#### Exercise set
A) Please duplicate the GDS forum thread word for word from "However, I have" to "our storage provider?".
B) According to the last post in the GDS forum thread, why is the time spent in cuFileRead() nearly equal to the time spent in cuFileHandleNVFS()?
C) Condense the paragraph of the GDS forum thread that begins "When profiling with Nsight Systems" into a shorter version that keeps its main facts.

Given passage START

Performance Inquiry: Near-Equal Time Spent on cuFileRead()and cuFileHandleNVFS()with GDS over NFS/RDMA

Hello GDS team,
I’m reaching out regarding a performance observation while using DALI with GDS to load data from an NFS over RDMA.
When profiling with Nsight Systems, I noticed that the time spent in the cuFileRead() calls is approximately equal to the time spent in cuFileHandleNVFS(). This near 1:1 ratio in execution time suggests that cuFileHandleNVFS()may itself be performing network I/O operations.
However, I have been unable to locate any public documentation or discussion about cuFileHandleNVFS() online. This makes it difficult to diagnose whether this behavior is expected, or if it points to a configuration or potential performance bottleneck in our stack.
Could you provide some insight into what the cuFileHandleNVFS() function entails, and if the observed timing profile is typical? Alternatively, should this investigation be directed towards our storage provider?
Thank you for your time and assistance.

Hi there @liuyuqi2001 and welcome to the NVIDIA developer forums.

In general DALI support is covered through Github Issues. But since this also touched CUDA performance I moved you post to the relevant CUDA category.

I hope you will find some answers in either place.

Thanks!

Thanks for your work.
Actually the DALI team suggested I reach out to the GDS team, as this involves a cufile API within a GDS-related library. Since libcufile isn’t publicly available as open source, I’m hoping to find some support or direction on the NVIDIA developer forums.

Makes sense. Although I am not sure whether anyone of the GDS team is present on the forums.

GDS questions generally get logged at the GPU accelerated libraries forum, and you will find from time to time GDS team members responding to questions there.

Seems the near-equal time is just because cuFileRead() call cuFileHandleNVFS().
The trace-stack showed in nsys-ui proved that.

Given passage END
Input data START

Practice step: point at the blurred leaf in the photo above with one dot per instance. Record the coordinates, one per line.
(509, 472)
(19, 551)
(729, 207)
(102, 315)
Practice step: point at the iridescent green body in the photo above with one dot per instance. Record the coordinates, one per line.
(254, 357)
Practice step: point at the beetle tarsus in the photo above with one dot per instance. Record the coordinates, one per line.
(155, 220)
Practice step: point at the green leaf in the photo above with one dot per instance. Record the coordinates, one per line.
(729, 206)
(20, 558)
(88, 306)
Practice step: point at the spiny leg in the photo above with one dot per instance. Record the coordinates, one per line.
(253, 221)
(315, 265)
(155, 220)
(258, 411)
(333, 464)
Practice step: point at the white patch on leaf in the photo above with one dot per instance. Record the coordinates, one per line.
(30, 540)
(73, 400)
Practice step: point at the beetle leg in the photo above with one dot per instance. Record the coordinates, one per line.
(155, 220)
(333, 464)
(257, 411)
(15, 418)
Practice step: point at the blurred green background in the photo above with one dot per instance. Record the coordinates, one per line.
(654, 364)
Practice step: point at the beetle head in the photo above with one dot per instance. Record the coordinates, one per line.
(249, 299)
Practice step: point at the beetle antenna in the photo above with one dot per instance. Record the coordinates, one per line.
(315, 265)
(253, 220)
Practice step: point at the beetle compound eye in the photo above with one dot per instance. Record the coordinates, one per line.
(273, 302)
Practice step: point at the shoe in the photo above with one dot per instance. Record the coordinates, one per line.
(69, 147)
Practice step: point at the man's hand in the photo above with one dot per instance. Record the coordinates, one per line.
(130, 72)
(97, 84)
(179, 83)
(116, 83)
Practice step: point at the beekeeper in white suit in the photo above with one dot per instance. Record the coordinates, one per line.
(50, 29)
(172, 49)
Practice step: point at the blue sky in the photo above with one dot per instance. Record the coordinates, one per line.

Input data END

#### Results by task
A)
However, I have been unable to locate any public documentation or discussion about cuFileHandleNVFS() online. This makes it difficult to diagnose whether this behavior is expected, or if it points to a configuration or potential performance bottleneck in our stack.
Could you provide some insight into what the cuFileHandleNVFS() function entails, and if the observed timing profile is typical? Alternatively, should this investigation be directed towards our storage provider?

B) Because cuFileRead() calls cuFileHandleNVFS().

C) Nsight Systems profiling showed roughly equal time in cuFileRead() and cuFileHandleNVFS(), suggesting that cuFileHandleNVFS() may itself perform network I/O.